Copy all of the entries below line for line, leaving out the picture.

□ □ □ □

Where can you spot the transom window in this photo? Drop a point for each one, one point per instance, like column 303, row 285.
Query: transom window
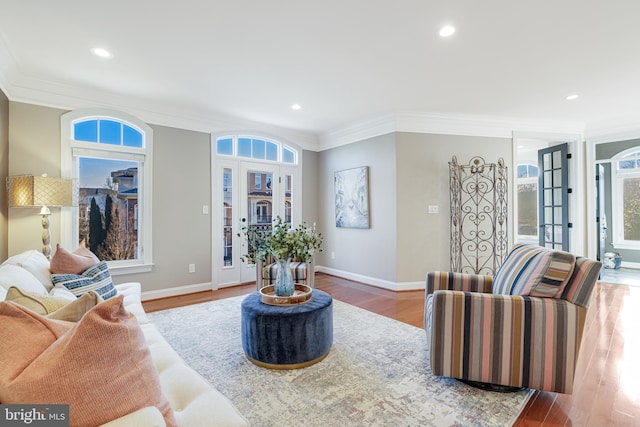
column 108, row 153
column 626, row 199
column 256, row 148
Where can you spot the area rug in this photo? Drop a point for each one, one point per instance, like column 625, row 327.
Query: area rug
column 376, row 374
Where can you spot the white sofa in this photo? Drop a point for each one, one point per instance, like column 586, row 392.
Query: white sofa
column 193, row 400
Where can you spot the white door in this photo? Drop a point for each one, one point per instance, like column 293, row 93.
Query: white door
column 246, row 193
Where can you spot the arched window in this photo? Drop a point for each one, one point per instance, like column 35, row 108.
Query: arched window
column 625, row 194
column 109, row 156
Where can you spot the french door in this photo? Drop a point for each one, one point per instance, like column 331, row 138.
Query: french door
column 553, row 197
column 247, row 193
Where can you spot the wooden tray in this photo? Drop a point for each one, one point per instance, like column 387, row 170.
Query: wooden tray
column 301, row 294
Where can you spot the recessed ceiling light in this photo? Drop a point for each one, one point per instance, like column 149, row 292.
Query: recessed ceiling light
column 101, row 52
column 447, row 30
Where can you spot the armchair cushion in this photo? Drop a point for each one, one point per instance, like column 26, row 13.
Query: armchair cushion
column 472, row 332
column 535, row 271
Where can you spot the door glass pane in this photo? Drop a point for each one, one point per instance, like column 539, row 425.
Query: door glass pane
column 630, row 212
column 557, row 178
column 259, row 198
column 557, row 197
column 557, row 215
column 528, row 209
column 288, row 191
column 227, row 215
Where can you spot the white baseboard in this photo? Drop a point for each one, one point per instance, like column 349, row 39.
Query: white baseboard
column 633, row 265
column 200, row 287
column 385, row 284
column 175, row 291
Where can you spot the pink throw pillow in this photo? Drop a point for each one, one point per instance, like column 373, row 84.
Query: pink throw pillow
column 65, row 262
column 101, row 366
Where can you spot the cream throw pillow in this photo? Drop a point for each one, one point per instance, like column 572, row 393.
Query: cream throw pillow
column 101, row 366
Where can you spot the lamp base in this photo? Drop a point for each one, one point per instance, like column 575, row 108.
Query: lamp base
column 46, row 234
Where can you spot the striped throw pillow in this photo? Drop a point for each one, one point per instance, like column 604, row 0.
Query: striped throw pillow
column 534, row 271
column 96, row 278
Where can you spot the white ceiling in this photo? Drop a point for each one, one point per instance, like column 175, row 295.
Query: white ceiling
column 241, row 64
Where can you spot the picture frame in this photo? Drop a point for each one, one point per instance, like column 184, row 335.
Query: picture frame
column 351, row 189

□ □ □ □

Output of the exercise:
Where can you spot the transom window in this photo? Drop a point for each one, one point per instance, like column 303, row 285.
Query: transom window
column 108, row 153
column 626, row 199
column 256, row 148
Where can you spot the area rug in this photo? Drop a point for each one, one point per instance, like column 625, row 327.
Query: area rug
column 376, row 374
Where can you spot the white sofa in this photo? Drop a point for each one, one point per instance, like column 586, row 392.
Query: white sofa
column 193, row 400
Where can you spot the white door in this photo? Drop a point for each one, one point per instance, like column 293, row 93.
Query: white door
column 246, row 193
Where can you spot the arched window in this photo? Drop a point for each one, one point per instance, like column 35, row 108.
Query: arched window
column 625, row 194
column 109, row 156
Where can you spot the french door in this photo? Drop a point for each one, one point per instance, like column 331, row 138.
Query: french door
column 553, row 197
column 247, row 193
Where can you spot the wooden tray in this photo? Drop a point for each one, one point per instance, like column 387, row 170.
Query: wooden tray
column 301, row 294
Where can you spot the recessed ceiling light in this photo? Drop a point for each one, one point per instance, like column 149, row 292.
Query: recessed ceiling light
column 101, row 52
column 447, row 30
Where can you spot the armchair cushion in this photo? Drop a point for each one, one point per instance, like column 26, row 13.
Query: armchair cushion
column 472, row 332
column 535, row 271
Where can you spot the door glass pane in this photo? Drop a point for each one, one point per instance, like column 539, row 425.
Query: door glass pane
column 630, row 212
column 557, row 178
column 259, row 198
column 557, row 197
column 557, row 215
column 528, row 209
column 288, row 191
column 227, row 215
Where can you spot the white baseboard in this photo? Drop a point for each one, one point per instance, like column 349, row 39.
Query: white baseboard
column 633, row 265
column 200, row 287
column 385, row 284
column 175, row 291
Where can you spot the pink throw pillow in this photo? Drop a point for each one, one point per instance, like column 373, row 84.
Query: pink throw pillow
column 65, row 262
column 101, row 366
Where can you spot the cream throw pillow in this photo? Drop a point for each one, one point per instance, like column 572, row 393.
Query: cream throw pillow
column 101, row 366
Where can you spot the lamp base in this photo? Drop a point for each one, one point per instance, like column 575, row 108.
Query: lamp base
column 46, row 234
Where can you spot the striped throw pillow in this photo? Drop a point for each one, one point per instance, like column 604, row 0.
Query: striped throw pillow
column 534, row 271
column 96, row 278
Where can you spot the white ceiling in this photo? Drop a point for each one, one point per instance, like column 175, row 295.
Query: white ceiling
column 241, row 64
Where can you spot the picture frame in this photo? Drop a point for each one, one point per instance, like column 184, row 335.
Query: picture frame
column 351, row 189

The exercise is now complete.